_SET EXERCISE_:
Leave out the pictures, then reproduce the rest of the material exactly.

_DATA EXTRACT_:
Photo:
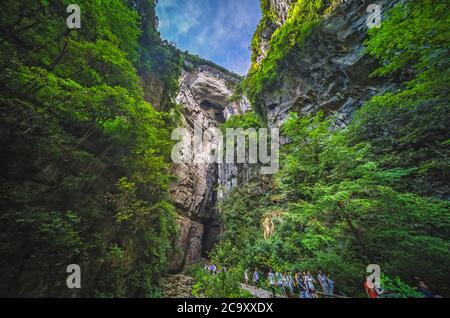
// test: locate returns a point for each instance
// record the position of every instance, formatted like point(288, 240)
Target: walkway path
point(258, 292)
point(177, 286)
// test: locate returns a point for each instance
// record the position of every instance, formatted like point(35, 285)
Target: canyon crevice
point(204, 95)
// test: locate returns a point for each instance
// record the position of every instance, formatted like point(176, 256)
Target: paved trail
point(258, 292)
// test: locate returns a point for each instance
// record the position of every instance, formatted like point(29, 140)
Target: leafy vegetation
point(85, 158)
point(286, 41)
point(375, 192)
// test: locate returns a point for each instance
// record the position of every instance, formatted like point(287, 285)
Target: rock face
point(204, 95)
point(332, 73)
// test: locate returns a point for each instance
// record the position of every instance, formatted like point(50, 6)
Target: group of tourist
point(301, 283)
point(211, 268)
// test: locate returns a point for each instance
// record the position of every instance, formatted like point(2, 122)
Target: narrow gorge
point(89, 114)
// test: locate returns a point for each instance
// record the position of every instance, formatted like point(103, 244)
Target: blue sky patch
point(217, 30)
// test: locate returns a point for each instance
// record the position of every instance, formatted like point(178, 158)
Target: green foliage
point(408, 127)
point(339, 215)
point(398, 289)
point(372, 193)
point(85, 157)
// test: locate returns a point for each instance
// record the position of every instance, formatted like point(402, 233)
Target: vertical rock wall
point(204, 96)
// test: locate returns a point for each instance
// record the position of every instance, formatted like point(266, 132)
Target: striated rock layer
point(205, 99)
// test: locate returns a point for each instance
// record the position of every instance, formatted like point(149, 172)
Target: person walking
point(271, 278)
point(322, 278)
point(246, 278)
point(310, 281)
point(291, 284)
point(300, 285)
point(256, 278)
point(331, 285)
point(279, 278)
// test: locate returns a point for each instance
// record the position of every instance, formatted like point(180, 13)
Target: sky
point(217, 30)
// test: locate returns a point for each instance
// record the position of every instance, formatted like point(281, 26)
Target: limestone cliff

_SOLUTION_:
Photo:
// test: locate returns a point for each instance
// record the position of every instance, formatted like point(288, 240)
Target: walkway path
point(258, 292)
point(177, 286)
// test: locate returns a point for each instance
// record the position of every instance, formatted like point(35, 285)
Target: canyon crevice
point(204, 95)
// test: locate returns a point for each instance
// record the position of every instance, formatted like point(176, 256)
Target: paved trail
point(258, 292)
// test: locate returns a point for each instance
// record the position of every instance, formatted like point(29, 140)
Target: leafy vegetation
point(85, 158)
point(286, 41)
point(375, 192)
// test: locate returns a point for each instance
// record the position of every instance, formatted like point(287, 285)
Target: rock face
point(204, 95)
point(332, 73)
// test: locate returns a point for each instance
// record the position of every instance, formatted like point(50, 6)
Target: group of tourist
point(301, 283)
point(211, 268)
// test: locate returns a point for each instance
// record the position of every instance, formatted like point(2, 122)
Target: narrow gorge
point(89, 114)
// test: locate returns a point for each instance
// record the position of every instance, formatted like point(103, 244)
Target: blue sky patch
point(217, 30)
// test: locate returns a point for each instance
// record the position of every instance, formatted like point(178, 158)
Target: green foliage
point(408, 127)
point(339, 215)
point(398, 289)
point(372, 193)
point(85, 157)
// test: locate returns a point for each instance
// record the position of every instance, formatted like point(402, 233)
Target: vertical rock wall
point(204, 96)
// test: locate returns a point for each instance
// record the position of every instance, formatted like point(266, 132)
Target: striated rock layer
point(205, 99)
// test: locate returns a point for each instance
// record the position of every instance, formatted like point(149, 172)
Target: person walking
point(271, 278)
point(322, 278)
point(246, 278)
point(310, 281)
point(291, 284)
point(300, 285)
point(256, 278)
point(331, 285)
point(279, 278)
// test: locate returns a point for each instance
// record the position of every instance, formatted like point(180, 13)
Target: sky
point(217, 30)
// test: locate returns a point for each instance
// record the position of every instance, formatted like point(281, 26)
Target: limestone cliff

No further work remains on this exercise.